▸ Entries shown:
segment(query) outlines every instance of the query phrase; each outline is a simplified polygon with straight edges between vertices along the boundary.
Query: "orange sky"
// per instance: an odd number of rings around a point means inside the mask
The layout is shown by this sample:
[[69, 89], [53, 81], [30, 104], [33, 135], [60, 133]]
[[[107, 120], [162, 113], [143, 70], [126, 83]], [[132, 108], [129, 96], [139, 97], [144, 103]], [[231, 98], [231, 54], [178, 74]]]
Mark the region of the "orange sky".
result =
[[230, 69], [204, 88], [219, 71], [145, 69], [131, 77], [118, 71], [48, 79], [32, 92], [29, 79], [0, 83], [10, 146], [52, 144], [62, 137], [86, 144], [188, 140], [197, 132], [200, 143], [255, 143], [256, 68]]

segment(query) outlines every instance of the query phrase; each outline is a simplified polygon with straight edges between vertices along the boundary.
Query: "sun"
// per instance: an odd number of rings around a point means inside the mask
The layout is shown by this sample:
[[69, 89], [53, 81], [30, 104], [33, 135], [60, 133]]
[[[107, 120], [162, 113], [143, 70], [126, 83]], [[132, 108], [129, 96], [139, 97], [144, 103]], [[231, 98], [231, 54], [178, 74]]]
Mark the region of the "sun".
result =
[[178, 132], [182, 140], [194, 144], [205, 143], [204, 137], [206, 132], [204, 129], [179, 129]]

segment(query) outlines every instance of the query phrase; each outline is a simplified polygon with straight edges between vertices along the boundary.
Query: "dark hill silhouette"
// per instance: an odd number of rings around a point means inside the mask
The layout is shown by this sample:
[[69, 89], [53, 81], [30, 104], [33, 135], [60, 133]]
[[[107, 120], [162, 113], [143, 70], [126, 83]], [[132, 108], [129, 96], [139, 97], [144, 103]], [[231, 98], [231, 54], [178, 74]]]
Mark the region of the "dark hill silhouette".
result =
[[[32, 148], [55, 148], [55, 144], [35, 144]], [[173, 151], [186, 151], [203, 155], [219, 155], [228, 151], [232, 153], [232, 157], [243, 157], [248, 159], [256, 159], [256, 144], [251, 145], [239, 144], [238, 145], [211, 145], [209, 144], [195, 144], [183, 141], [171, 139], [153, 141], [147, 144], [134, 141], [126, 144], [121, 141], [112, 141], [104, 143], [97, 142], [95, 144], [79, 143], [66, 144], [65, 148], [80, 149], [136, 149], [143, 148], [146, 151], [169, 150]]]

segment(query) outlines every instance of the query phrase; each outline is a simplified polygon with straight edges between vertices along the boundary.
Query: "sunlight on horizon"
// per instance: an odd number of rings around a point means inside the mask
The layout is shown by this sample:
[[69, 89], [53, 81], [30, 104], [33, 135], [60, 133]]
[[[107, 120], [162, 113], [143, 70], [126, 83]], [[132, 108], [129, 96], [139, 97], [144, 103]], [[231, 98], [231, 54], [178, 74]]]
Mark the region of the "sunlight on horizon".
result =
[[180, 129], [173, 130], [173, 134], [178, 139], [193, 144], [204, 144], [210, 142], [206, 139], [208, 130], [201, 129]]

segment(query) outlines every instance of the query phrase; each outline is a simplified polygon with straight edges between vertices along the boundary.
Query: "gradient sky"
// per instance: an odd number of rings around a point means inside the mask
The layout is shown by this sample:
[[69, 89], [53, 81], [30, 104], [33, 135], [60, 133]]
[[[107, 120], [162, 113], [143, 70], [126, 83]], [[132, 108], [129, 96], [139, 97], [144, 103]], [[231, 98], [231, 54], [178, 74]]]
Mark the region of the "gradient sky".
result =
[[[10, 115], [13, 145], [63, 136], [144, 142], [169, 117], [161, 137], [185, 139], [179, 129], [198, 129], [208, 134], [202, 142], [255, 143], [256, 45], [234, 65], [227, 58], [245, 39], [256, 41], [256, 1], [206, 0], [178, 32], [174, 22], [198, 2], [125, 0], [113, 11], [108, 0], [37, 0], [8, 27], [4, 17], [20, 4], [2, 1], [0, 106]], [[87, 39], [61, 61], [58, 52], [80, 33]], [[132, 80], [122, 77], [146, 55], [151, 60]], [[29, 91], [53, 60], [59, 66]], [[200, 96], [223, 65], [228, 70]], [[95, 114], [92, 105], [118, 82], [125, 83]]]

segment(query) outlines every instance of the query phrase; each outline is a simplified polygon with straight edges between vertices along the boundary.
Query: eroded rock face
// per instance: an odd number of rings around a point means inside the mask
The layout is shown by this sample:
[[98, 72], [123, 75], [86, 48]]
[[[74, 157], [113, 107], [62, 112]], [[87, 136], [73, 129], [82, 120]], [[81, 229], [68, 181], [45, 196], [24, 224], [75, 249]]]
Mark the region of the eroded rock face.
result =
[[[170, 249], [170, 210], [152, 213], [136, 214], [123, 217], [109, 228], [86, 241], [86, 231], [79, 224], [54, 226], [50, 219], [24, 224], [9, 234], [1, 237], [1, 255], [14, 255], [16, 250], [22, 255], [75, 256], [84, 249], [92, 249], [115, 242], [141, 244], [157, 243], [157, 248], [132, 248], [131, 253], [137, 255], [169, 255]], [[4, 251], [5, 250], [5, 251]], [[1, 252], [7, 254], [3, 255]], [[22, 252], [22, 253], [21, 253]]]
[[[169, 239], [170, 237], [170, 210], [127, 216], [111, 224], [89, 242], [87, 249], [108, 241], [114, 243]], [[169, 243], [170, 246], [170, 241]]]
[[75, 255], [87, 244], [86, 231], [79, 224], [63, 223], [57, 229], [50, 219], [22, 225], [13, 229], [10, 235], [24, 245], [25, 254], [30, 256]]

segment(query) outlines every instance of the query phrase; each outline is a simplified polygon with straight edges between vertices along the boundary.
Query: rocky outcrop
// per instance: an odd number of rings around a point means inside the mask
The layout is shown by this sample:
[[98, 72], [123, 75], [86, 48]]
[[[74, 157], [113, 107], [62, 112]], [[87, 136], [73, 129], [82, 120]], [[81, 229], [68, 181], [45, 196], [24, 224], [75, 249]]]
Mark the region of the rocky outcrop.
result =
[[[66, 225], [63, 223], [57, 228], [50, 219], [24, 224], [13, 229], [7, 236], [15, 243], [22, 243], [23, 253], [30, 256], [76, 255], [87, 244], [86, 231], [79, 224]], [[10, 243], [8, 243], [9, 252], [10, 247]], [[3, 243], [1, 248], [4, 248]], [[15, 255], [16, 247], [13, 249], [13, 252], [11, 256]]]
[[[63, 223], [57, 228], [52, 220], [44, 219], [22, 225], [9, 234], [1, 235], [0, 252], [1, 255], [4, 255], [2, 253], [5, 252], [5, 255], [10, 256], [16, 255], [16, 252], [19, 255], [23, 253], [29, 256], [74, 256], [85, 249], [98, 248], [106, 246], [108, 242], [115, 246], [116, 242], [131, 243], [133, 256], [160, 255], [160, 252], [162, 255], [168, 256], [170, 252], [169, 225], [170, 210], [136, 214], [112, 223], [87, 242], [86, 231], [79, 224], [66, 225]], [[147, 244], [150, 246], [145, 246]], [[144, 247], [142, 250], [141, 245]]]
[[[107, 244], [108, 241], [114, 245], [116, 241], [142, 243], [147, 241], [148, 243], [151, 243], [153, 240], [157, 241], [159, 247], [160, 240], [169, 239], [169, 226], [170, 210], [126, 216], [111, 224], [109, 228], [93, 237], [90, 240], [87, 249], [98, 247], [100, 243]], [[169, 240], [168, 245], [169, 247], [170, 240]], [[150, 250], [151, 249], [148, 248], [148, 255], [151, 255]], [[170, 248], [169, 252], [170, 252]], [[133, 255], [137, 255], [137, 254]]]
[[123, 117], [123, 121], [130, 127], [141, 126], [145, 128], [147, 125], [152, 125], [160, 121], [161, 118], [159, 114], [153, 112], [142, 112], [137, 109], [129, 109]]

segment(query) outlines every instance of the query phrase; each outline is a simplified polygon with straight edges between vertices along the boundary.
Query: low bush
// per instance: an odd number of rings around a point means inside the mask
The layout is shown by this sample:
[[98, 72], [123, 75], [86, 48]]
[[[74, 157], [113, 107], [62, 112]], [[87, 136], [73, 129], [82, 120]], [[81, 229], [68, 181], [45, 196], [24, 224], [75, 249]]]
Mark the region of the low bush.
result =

▸ Short task:
Format the listing from its first line through the line containing "129], [179, 129]]", inclusive, as a JSON list of strings with one string per line. Leave out blank lines.

▸ The response:
[
  "segment(query) outlines every instance of the query phrase; each outline is a simplified polygon with straight edges between vertices along the boundary.",
  "Query: \"orange sky\"",
  "// per instance: an odd number of rings around a point means inside the mask",
  "The layout is shown by this sample:",
  "[[69, 89], [53, 81], [30, 104], [33, 135], [60, 133]]",
  "[[[107, 120], [162, 113], [143, 70], [126, 83]], [[132, 108], [129, 96], [139, 97], [144, 103]], [[231, 98], [231, 54], [178, 74]]]",
  "Mark the region of the \"orange sky\".",
  "result =",
  "[[230, 69], [204, 88], [219, 71], [145, 69], [131, 77], [118, 71], [48, 79], [32, 92], [29, 79], [0, 83], [10, 146], [52, 144], [62, 137], [86, 144], [188, 140], [197, 132], [200, 143], [255, 143], [256, 68]]",
  "segment(query) outlines every instance of the query phrase; each outline is a simplified polygon with straight edges between vertices along the boundary.",
  "Query: \"sun\"",
  "// per instance: an odd number of rings around a point means inside the mask",
  "The layout is shown by this sample:",
  "[[69, 89], [53, 81], [30, 104], [33, 135], [60, 133]]",
  "[[[107, 120], [162, 113], [143, 70], [126, 83]], [[132, 108], [129, 96], [139, 97], [144, 103]], [[231, 98], [231, 54], [178, 74]]]",
  "Mark the region of the \"sun\".",
  "result =",
  "[[178, 132], [182, 140], [194, 144], [205, 143], [204, 137], [206, 132], [204, 129], [179, 129]]"
]